▸ PROMPT: Reproduce the passage of the text on conversational English in advanced textbooks, starting at "The present study" and ending at "as paralinguistic, elements.".

The Grammar and Lexis of Conversational Informal English in Advanced Textbooks

The Grammar and Lexis of Conversational Informal English in Advanced Textbooks defends the view that the acquisition of conversational English depends highly on the kind of materials available to L2 learners. The need to acquire a proficient competence in English is growing exponentially in an incessantly demanding society, but it is the oral skill, and more specifically the ability to communicate in everyday situations, that learners are calling for. The current learning process, nonetheless, is not particularly effective, as is shown in the data collected by the Eurobarometer and published in June 2012, which shows that only 38% of the Europeans surveyed were able to maintain a conversation in English, although 67% believed it to be the most useful language to learn for personal development.

The present study supports the idea expressed in The Common European Framework of Reference for Languages, which states that a language is learnt “reactively, following the instructions and carrying out the activities prescribed for them by teachers and by textbooks” (2001: 141). Consequently, these materials should reflect the everyday use of informal discourse and allow learners to analyse, understand and interpret the different underlying messages conveyed by means of lexico-syntactic, as well as paralinguistic, elements.

▸ EXTRACTED INFORMATION:

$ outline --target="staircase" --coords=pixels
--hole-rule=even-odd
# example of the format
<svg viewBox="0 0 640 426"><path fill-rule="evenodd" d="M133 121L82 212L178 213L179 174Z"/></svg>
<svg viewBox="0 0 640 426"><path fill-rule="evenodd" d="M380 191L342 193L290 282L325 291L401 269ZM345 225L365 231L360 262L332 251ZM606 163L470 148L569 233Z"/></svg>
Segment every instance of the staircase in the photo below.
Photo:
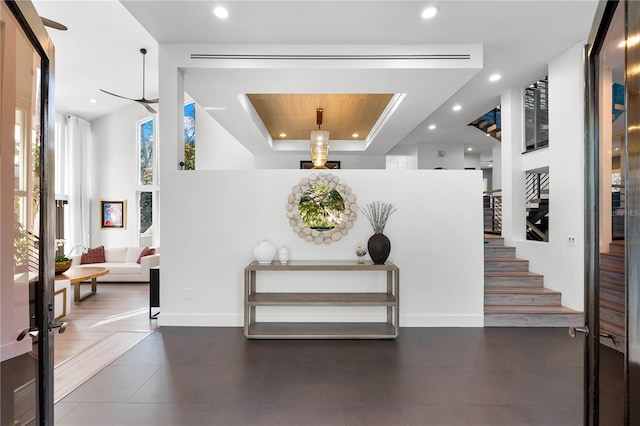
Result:
<svg viewBox="0 0 640 426"><path fill-rule="evenodd" d="M600 332L614 336L618 345L606 338L600 342L620 352L625 348L624 274L624 241L614 241L608 253L600 253Z"/></svg>
<svg viewBox="0 0 640 426"><path fill-rule="evenodd" d="M562 306L560 292L544 287L504 239L485 235L485 327L582 327L584 314Z"/></svg>

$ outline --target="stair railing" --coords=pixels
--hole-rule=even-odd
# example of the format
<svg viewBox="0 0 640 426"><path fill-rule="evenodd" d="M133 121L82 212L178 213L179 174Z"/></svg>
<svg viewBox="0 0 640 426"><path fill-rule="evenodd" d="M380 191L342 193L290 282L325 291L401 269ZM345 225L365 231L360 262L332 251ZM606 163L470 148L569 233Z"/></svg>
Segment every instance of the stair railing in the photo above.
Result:
<svg viewBox="0 0 640 426"><path fill-rule="evenodd" d="M538 220L540 214L544 214L544 217L548 217L548 205L546 210L540 211L540 206L543 203L543 194L549 190L549 173L527 173L525 180L525 204L527 205L527 216L530 216L532 211L536 211L538 218L535 220L527 219L527 239L538 241L549 241L549 236L544 229L540 229L538 226ZM536 207L530 207L530 205L537 205ZM534 223L535 222L535 223ZM544 223L540 222L540 223ZM546 227L546 226L545 226Z"/></svg>
<svg viewBox="0 0 640 426"><path fill-rule="evenodd" d="M502 189L483 193L484 232L502 235Z"/></svg>

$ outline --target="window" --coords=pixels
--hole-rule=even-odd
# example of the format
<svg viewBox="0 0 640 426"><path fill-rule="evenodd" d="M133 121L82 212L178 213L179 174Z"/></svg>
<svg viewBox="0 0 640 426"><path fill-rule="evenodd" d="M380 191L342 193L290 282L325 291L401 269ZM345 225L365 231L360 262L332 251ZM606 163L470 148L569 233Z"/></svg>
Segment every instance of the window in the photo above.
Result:
<svg viewBox="0 0 640 426"><path fill-rule="evenodd" d="M155 174L155 123L147 119L138 123L138 244L140 247L157 245L154 239L154 212L156 211L158 187ZM155 201L155 202L154 202Z"/></svg>
<svg viewBox="0 0 640 426"><path fill-rule="evenodd" d="M196 107L184 106L184 170L196 169Z"/></svg>
<svg viewBox="0 0 640 426"><path fill-rule="evenodd" d="M139 185L153 185L153 150L154 150L154 125L153 119L138 124L138 140L140 142L139 157Z"/></svg>
<svg viewBox="0 0 640 426"><path fill-rule="evenodd" d="M549 170L526 172L527 240L549 241Z"/></svg>
<svg viewBox="0 0 640 426"><path fill-rule="evenodd" d="M524 92L525 152L549 146L549 81L547 77Z"/></svg>

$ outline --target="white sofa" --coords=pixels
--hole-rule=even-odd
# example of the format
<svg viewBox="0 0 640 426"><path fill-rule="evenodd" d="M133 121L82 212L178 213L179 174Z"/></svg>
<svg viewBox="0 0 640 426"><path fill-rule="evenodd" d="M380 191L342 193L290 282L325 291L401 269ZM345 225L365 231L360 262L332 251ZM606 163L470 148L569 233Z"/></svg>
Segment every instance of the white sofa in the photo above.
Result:
<svg viewBox="0 0 640 426"><path fill-rule="evenodd" d="M82 255L73 256L72 266L102 266L109 273L98 278L103 282L149 282L149 269L160 265L160 248L154 247L155 253L144 256L137 263L144 247L105 247L104 263L81 264Z"/></svg>

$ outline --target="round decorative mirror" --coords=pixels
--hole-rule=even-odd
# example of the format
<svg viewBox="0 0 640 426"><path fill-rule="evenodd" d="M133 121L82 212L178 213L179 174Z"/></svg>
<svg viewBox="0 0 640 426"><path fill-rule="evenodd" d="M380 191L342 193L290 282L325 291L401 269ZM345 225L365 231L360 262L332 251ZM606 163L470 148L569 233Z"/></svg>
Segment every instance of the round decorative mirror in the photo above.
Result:
<svg viewBox="0 0 640 426"><path fill-rule="evenodd" d="M288 201L287 218L293 232L316 244L338 241L358 217L355 194L344 180L329 173L302 178Z"/></svg>

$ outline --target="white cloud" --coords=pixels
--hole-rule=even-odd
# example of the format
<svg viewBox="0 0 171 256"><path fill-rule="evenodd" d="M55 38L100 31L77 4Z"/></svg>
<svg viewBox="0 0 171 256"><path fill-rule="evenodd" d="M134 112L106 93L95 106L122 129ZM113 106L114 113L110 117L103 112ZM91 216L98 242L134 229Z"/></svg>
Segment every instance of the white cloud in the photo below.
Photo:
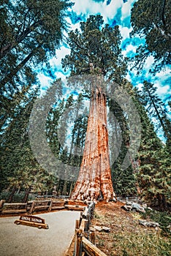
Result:
<svg viewBox="0 0 171 256"><path fill-rule="evenodd" d="M112 0L109 5L106 4L106 1L97 3L92 0L75 0L73 2L75 4L72 10L77 14L86 13L89 15L100 13L104 17L105 22L107 21L107 18L113 18L118 9L123 4L122 0Z"/></svg>
<svg viewBox="0 0 171 256"><path fill-rule="evenodd" d="M42 73L39 73L37 76L40 81L41 94L43 94L53 82L53 80Z"/></svg>
<svg viewBox="0 0 171 256"><path fill-rule="evenodd" d="M136 46L129 45L126 47L126 49L122 51L122 54L123 56L126 56L129 51L133 51L134 53L136 53L136 49L137 49Z"/></svg>
<svg viewBox="0 0 171 256"><path fill-rule="evenodd" d="M169 85L166 85L164 86L161 86L159 83L157 83L155 84L155 86L157 87L156 93L159 95L161 94L170 94L170 88Z"/></svg>
<svg viewBox="0 0 171 256"><path fill-rule="evenodd" d="M70 53L70 49L66 48L64 46L61 46L60 49L56 50L56 57L52 58L50 60L50 64L52 67L61 67L61 59L64 58L66 54Z"/></svg>
<svg viewBox="0 0 171 256"><path fill-rule="evenodd" d="M123 40L124 40L126 38L129 37L129 33L131 33L132 28L129 29L127 27L122 27L121 26L119 26L119 29L123 37Z"/></svg>

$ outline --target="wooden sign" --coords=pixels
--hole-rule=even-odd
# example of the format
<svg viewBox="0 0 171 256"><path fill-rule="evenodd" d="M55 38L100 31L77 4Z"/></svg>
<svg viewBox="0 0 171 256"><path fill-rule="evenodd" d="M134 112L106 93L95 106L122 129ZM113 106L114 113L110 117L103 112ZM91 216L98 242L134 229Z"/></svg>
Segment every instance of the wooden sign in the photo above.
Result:
<svg viewBox="0 0 171 256"><path fill-rule="evenodd" d="M22 215L20 219L15 221L15 224L22 224L27 226L37 227L38 228L49 228L48 225L45 224L45 219L34 215Z"/></svg>

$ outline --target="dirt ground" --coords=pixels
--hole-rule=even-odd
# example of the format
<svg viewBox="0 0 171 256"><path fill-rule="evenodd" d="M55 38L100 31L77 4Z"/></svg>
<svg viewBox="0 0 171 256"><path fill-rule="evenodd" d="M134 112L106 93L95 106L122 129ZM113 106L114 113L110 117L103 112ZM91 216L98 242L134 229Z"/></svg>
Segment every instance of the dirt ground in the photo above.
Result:
<svg viewBox="0 0 171 256"><path fill-rule="evenodd" d="M80 211L37 214L49 229L14 224L19 217L0 218L0 256L62 256L73 237Z"/></svg>
<svg viewBox="0 0 171 256"><path fill-rule="evenodd" d="M110 228L110 233L96 232L96 246L107 256L170 255L168 238L162 236L160 228L140 225L137 219L141 216L124 211L123 205L121 202L96 205L92 226Z"/></svg>

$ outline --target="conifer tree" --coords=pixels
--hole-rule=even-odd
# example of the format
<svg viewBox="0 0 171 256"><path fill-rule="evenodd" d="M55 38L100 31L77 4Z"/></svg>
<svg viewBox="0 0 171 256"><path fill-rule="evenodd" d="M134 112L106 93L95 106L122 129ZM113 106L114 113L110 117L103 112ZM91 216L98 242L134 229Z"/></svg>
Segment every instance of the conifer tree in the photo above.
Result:
<svg viewBox="0 0 171 256"><path fill-rule="evenodd" d="M165 0L138 0L134 3L131 12L131 35L137 34L145 39L145 45L137 48L135 57L135 67L139 69L149 56L154 59L152 72L159 72L170 64L170 1Z"/></svg>
<svg viewBox="0 0 171 256"><path fill-rule="evenodd" d="M164 102L156 94L156 87L145 80L141 92L142 103L147 107L150 117L158 120L157 128L162 127L167 142L171 140L171 123L168 118Z"/></svg>
<svg viewBox="0 0 171 256"><path fill-rule="evenodd" d="M103 26L103 23L99 15L90 15L86 22L80 23L80 31L71 31L68 39L71 53L62 61L63 67L71 69L72 76L96 75L95 84L87 90L91 99L89 118L73 199L96 200L102 195L104 200L115 200L109 161L106 89L102 84L104 77L120 83L126 64L119 48L118 27Z"/></svg>
<svg viewBox="0 0 171 256"><path fill-rule="evenodd" d="M141 144L138 152L139 167L136 174L137 182L141 188L142 196L149 204L164 210L167 203L170 202L168 195L171 189L169 154L157 137L153 125L141 105L137 91L136 101L142 123Z"/></svg>

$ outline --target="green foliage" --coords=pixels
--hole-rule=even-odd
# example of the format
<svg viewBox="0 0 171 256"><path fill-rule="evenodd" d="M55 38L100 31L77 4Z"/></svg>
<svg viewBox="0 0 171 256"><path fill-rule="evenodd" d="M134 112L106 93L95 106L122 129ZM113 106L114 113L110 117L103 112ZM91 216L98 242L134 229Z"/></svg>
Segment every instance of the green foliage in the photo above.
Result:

▸ THE OUTPUT:
The present study supports the idea expressed in The Common European Framework of Reference for Languages, which states that a language is learnt “reactively, following the instructions and carrying out the activities prescribed for them by teachers and by textbooks” (2001: 141). Consequently, these materials should reflect the everyday use of informal discourse and allow learners to analyse, understand and interpret the different underlying messages conveyed by means of lexico-syntactic, as well as paralinguistic, elements.